Step 2: Invention Disclosure


The institution’s authorized staff provides an “invention disclosure” form, which describes a patentable invention or technology which the researcher believes may have commercial potential. This is the beginning of the relationship between a researcher and the Bastille Program.


What is an invention disclosure?


The invention disclosure is a confidential document that provides a snapshot of a technology. The document addresses technical aspects of the technology, such as the science behind the invention, its advantages over prior art, its potential drawbacks, and its scope of use. In addition, the invention disclosure addresses legal matters (such as prior disclosure).


How do I submit an invention disclosure?


You may submit details about an invention using your institution’s form or the invention disclosure form available on our web site.


Step 3: Patentability and Potential Commercial Value Evaluation


The Bastille Program carefully reviews each invention disclosure to determine its (1) fit for the current and anticipated marketplace and (2) patentability.


As part of the technology vetting process, consideration is given to identifying technology’s potential commercial value.  We conduct a thorough market evaluation, which often involves one or more discussions with the inventor regarding his or her thoughts on potential commercial applications.  The process of ascertaining potential commercial value also involves discussions with experts, including Fish & Richardson’s PhD’s in the relevant field of technology.


On a separate track, the patentability of the invention is evaluated and a preliminary search of prior art is undertaken to assess its novelty.


This process forms the basis for our decision whether or not to accept the technology into the Bastille Program. We then notify the researcher and his/her institution if we will accept the technology. If a technology does not qualify for the Bastille Program, the researcher or institution are free to do as they wish with that technology.

^^^^^^^^^^^^^^^^

• _EXERCISE INSTRUCTIONS_:
**1)** Reproduce the portion of the Bastille Program text starting with "The invention disclosure is" and going on through "and (2) patentability.".
**2)** In the Bastille Program text, what two things does the program assess when it reviews each invention disclosure?

^^^^^^^^^^^^^^^^

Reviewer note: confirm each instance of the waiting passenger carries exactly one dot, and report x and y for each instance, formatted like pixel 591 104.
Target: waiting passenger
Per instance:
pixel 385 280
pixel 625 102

^^^^^^^^^^^^^^^^

• _ANSWERS IN ORDER_:
**1)**
The invention disclosure is a confidential document that provides a snapshot of a technology. The document addresses technical aspects of the technology, such as the science behind the invention, its advantages over prior art, its potential drawbacks, and its scope of use. In addition, the invention disclosure addresses legal matters (such as prior disclosure).


How do I submit an invention disclosure?


You may submit details about an invention using your institution’s form or the invention disclosure form available on our web site.


Step 3: Patentability and Potential Commercial Value Evaluation


The Bastille Program carefully reviews each invention disclosure to determine its (1) fit for the current and anticipated marketplace and (2) patentability.

**2)** It assesses the invention's fit for the current and anticipated marketplace and its patentability.